_YOUR TASKS_
1 > Decide whether each statement below agrees with the discussion of container sandboxing. For each one, answer yes or no and quote the exact words from the discussion that settle it.
(a) The CVE mentioned did not affect Sandstorm because Sandstorm blocks the modify_ldt syscall.
(b) The sandbox described as using chroot/pivot_root also uses user namespaces.
(c) Google Chrome's sandbox originally created seccomp-bpf.
2 > Carry the discussion of container sandboxing forward from its last sentence.

_SELECTED TEXT_
---

The second link is almost exactly a year old, but has proven true: we've seen a lot of kernel exploits in the last year that were non-events for Sandstorm. The above-mentioned CVE, for example, did not affect Sandstorm because we block the modify_ldt syscall.

Note that Google Chrome's sandbox pioneered these techniques -- they originally created seccomp-bpf.


It makes a good sandbox because it uses a chroot/pivot_root + unshares pid/net/uts/mnt/ipc namespaces, but it doesn't use user namespaces so root in the container is root on the host which is a bit scary.


And user namespaces are really close to being merged: https://github.com/docker/docker/issues/15187


Great!


Another important point: running untrusted code in Linux containers is not considered safe in all configurations, but it is safe in some configurations. So if you know what you're doing, you can already configure Docker to run untrusted payloads. That is what platforms like Heroku, Dotcloud, Google App Engine have been doing for years. The most important aspect of such a configuration is: don't allow running it as root (you can specify uid/gid privilege drop from Docker's CLI, management API and in the image format).

---

_GIVEN ENTRIES_
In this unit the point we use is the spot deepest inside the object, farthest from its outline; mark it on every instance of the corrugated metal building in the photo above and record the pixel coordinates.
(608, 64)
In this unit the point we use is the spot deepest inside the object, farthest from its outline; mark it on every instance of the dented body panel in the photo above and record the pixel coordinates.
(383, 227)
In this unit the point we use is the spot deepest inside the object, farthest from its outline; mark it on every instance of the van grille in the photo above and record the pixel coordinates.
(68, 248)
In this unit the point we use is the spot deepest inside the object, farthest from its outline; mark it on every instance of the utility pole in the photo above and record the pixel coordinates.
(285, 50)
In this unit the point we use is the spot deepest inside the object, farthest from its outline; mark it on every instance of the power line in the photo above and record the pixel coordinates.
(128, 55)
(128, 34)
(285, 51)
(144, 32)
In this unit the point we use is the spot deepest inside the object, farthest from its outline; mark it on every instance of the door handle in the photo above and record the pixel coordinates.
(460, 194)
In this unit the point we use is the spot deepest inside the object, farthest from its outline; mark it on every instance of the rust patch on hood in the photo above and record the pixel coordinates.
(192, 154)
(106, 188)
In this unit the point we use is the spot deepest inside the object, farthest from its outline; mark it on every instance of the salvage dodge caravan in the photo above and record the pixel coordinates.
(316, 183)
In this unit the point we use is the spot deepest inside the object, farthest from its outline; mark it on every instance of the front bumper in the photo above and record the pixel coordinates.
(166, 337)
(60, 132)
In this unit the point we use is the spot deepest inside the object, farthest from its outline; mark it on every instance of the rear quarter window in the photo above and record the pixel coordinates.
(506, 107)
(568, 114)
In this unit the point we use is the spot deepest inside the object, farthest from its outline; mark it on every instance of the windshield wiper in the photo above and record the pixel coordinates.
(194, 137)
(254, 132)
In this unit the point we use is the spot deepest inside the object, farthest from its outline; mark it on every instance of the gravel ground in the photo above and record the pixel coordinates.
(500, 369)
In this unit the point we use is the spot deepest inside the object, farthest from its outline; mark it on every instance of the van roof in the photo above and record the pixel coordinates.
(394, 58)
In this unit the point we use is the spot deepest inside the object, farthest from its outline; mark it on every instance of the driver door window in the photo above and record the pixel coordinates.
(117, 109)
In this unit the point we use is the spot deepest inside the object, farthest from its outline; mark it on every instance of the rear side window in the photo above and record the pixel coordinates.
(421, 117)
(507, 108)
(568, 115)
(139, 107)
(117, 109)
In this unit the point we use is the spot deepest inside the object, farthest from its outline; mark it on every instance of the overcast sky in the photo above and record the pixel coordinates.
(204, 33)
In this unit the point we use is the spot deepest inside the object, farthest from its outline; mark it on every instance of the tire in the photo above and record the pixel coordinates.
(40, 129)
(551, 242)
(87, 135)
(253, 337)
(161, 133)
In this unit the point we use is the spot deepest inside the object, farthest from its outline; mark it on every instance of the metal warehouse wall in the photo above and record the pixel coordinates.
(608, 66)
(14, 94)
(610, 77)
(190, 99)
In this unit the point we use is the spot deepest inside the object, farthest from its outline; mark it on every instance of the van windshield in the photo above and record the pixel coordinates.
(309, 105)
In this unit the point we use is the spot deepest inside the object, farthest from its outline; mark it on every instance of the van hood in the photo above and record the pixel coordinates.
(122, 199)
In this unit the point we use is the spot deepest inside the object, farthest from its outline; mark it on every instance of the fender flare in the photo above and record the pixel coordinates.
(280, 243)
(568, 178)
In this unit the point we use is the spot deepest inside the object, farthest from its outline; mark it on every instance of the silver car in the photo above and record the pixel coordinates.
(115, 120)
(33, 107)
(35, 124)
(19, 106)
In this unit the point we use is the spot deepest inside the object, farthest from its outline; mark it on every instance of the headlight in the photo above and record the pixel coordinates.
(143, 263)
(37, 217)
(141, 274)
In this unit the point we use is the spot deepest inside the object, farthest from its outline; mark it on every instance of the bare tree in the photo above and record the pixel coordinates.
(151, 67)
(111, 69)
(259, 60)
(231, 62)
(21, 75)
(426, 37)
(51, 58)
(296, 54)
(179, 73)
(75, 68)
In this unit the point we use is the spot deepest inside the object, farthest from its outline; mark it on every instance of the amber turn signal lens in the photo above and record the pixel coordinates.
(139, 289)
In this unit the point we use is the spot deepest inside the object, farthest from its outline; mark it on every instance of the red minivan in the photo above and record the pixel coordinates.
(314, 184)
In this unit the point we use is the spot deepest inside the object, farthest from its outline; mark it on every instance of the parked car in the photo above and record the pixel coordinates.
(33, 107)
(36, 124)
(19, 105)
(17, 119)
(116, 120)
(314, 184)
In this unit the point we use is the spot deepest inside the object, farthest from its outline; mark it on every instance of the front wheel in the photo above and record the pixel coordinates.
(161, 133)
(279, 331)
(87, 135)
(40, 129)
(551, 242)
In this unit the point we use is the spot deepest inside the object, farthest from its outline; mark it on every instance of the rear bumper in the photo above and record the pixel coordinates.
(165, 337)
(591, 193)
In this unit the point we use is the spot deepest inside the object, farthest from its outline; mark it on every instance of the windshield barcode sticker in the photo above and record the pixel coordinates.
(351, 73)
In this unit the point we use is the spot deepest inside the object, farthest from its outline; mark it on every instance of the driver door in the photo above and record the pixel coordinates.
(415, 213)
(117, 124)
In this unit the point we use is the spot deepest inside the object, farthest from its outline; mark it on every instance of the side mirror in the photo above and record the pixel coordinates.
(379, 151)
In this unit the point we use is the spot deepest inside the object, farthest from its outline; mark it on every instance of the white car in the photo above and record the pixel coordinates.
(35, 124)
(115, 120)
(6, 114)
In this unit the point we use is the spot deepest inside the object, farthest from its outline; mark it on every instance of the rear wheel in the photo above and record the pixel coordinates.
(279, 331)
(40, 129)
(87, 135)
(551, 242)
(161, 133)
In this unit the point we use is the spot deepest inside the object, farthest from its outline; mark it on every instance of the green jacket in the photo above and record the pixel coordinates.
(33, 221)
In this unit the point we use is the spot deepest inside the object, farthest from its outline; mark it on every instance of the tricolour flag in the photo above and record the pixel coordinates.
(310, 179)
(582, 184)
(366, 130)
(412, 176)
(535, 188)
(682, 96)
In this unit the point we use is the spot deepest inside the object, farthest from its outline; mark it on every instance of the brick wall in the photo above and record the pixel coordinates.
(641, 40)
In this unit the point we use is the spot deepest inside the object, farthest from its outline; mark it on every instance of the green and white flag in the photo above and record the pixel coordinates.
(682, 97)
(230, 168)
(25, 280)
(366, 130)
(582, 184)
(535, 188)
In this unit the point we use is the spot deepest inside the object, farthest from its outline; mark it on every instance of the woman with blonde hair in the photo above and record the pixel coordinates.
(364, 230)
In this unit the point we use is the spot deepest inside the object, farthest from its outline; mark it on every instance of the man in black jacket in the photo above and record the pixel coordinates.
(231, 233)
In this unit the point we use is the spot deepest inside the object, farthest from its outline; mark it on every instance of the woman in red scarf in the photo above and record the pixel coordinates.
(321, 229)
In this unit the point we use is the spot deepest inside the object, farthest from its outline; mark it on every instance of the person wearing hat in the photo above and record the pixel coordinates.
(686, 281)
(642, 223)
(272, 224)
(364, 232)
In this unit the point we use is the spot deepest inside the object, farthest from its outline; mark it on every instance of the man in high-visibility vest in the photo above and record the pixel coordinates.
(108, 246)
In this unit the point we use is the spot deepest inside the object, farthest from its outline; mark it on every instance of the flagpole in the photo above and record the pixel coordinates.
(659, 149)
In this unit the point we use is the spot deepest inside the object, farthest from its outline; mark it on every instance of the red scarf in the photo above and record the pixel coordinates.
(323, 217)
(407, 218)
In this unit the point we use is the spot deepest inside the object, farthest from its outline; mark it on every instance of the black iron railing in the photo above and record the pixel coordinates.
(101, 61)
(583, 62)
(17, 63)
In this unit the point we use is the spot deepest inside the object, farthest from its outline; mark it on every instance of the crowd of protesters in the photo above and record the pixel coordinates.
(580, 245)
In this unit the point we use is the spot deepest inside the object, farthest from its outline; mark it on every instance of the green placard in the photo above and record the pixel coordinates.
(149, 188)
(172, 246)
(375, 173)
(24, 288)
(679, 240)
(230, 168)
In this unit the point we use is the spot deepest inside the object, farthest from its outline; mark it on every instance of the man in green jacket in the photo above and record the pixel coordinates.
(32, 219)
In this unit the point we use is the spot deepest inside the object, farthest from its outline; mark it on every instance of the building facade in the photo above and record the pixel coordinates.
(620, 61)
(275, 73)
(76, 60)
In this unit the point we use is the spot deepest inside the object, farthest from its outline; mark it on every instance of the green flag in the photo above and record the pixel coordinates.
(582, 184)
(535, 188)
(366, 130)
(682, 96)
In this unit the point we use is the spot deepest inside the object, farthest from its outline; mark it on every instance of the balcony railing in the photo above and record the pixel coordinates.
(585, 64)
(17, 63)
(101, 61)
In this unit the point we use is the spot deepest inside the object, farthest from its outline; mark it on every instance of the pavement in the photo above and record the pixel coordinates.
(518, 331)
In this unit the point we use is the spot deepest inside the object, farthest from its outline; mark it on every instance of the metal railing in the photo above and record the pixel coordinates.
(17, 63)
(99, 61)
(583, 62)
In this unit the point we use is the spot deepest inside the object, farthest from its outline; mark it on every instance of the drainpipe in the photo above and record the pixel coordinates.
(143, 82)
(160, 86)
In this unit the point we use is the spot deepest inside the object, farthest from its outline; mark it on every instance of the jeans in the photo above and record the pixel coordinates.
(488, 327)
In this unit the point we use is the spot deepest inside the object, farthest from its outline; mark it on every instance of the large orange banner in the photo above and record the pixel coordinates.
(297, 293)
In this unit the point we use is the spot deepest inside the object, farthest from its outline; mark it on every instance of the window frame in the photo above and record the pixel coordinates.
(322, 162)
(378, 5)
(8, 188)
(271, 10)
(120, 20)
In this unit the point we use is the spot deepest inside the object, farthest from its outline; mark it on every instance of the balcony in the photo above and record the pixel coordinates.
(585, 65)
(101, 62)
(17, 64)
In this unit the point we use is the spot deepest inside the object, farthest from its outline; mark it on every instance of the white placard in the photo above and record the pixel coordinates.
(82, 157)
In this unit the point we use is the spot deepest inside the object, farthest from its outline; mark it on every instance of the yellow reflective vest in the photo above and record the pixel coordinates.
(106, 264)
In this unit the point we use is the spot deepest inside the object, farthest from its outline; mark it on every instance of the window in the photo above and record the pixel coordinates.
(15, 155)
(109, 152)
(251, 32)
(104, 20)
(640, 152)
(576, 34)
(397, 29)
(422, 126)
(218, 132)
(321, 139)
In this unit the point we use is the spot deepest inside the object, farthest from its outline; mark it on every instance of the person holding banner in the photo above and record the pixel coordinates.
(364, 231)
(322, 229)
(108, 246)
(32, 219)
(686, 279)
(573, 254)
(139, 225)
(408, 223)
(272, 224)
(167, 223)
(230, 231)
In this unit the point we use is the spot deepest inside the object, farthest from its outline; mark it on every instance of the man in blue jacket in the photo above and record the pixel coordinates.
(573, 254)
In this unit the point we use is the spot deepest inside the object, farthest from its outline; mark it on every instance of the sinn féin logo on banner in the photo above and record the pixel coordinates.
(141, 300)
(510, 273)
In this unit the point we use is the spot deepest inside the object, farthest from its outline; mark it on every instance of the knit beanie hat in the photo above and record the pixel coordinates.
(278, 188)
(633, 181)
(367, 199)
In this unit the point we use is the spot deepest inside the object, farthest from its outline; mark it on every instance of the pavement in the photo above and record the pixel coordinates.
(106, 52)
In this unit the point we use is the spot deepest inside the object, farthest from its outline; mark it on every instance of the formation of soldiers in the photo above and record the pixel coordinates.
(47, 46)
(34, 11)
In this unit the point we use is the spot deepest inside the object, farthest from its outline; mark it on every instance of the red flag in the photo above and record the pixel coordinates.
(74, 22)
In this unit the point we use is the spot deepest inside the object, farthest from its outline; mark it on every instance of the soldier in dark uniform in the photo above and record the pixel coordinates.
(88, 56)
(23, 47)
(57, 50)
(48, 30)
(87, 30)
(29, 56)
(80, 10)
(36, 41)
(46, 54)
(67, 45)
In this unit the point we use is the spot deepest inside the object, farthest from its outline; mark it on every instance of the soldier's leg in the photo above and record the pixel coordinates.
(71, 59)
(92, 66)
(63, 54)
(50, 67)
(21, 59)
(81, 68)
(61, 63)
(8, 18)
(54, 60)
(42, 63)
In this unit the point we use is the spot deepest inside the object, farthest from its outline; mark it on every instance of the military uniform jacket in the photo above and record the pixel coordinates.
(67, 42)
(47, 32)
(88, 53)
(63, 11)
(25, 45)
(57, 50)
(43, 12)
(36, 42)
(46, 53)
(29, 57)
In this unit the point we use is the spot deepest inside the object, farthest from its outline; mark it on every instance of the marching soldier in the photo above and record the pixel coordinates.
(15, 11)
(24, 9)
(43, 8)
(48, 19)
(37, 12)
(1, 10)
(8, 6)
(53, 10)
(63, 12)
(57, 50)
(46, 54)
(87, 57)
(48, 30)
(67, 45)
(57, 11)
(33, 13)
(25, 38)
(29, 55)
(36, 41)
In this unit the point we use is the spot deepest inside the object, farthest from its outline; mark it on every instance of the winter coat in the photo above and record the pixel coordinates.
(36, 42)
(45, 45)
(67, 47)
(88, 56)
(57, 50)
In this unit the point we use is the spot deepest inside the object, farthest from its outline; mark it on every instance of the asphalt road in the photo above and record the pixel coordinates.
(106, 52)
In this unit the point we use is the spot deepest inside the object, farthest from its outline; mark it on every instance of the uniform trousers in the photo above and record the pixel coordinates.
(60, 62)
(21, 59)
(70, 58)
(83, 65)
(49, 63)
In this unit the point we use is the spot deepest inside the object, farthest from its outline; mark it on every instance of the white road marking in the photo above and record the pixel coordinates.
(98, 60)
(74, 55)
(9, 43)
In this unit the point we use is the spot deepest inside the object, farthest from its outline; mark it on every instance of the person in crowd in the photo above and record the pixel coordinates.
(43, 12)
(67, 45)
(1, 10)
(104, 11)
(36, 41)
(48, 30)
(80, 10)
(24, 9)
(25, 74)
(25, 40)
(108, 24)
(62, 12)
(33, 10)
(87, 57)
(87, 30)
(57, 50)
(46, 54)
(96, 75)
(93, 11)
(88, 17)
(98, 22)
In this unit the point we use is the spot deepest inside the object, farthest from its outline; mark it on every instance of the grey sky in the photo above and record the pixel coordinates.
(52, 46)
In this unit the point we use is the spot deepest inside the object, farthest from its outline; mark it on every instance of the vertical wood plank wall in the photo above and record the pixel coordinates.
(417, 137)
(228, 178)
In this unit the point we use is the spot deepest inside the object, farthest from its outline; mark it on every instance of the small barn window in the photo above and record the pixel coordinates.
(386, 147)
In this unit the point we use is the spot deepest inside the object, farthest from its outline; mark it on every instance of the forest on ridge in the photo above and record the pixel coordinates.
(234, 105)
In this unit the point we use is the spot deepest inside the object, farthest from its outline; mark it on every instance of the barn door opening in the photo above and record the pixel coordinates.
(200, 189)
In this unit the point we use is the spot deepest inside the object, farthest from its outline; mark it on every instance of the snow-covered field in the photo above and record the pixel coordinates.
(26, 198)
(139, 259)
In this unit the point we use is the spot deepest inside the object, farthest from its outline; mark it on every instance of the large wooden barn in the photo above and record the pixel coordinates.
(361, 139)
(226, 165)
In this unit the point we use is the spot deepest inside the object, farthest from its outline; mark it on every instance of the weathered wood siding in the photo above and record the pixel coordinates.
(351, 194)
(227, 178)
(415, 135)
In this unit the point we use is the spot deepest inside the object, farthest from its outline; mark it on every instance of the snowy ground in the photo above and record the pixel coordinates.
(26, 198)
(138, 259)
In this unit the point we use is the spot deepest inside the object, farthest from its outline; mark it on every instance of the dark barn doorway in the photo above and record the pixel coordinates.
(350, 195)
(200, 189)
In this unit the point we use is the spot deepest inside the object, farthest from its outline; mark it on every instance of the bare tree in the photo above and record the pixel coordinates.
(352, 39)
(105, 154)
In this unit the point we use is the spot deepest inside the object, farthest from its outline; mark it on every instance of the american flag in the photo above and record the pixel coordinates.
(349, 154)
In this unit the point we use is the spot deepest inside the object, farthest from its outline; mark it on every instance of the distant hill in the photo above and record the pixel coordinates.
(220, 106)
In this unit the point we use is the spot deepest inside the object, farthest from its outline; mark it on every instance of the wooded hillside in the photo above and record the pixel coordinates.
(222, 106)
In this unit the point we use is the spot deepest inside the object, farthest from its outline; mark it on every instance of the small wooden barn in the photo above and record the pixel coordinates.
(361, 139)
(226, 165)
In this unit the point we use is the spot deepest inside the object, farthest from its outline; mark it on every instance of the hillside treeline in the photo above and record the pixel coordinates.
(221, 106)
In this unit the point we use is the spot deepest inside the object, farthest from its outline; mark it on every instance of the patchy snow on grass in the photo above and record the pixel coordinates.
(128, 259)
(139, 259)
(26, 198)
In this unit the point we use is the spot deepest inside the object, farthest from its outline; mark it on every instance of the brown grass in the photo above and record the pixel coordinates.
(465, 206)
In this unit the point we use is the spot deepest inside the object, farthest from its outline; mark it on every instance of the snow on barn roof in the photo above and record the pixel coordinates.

---

_RESPONSES PER TASK_
1 >
(a) Yes: "did not affect Sandstorm because we block the modify_ldt syscall"
(b) No: "but it doesn't use user namespaces"
(c) Yes: "they originally created seccomp-bpf"

2 >
Classic app engine doesn't use docker, and Managed VMs app engine is run in a Compute Engine VM in the customer's own project, partly to avoid having to worry about running untrusted code since Compute Engine handles the security there.


You are correct. GAE classic is not a good example since it uses language-specific sandboxing. Hopefully you'll agree that my overall point still stands: when configured and managed properly there is consensus that you can run certain untrusted payloads in linux containers today.


I'll have to take your word for it :) I'm not savvy enough about this topic - I just know the MVM architecture.


Yes, where that configuration involves:

- Not running as root.

- Enabling the no_new_privs prctl to prevent attacks on buggy setuid binaries.

- Using an aggressive seccomp-bpf filter.

- Hiding /proc, /sys, most of /dev, etc.

- Other things I'm forgetting at the moment. :)


Given the list of things you need to do to ensure security, I'm going to go out on a limb and say that "configured and managed properly" is something that does not happen in reality. Until there is something more fundamental making breaches impossible, you're never going to be sure that there isn't something that you've missed.

It's ok that Docker containers are not yet secure sandboxes, and it would be a great if that changed.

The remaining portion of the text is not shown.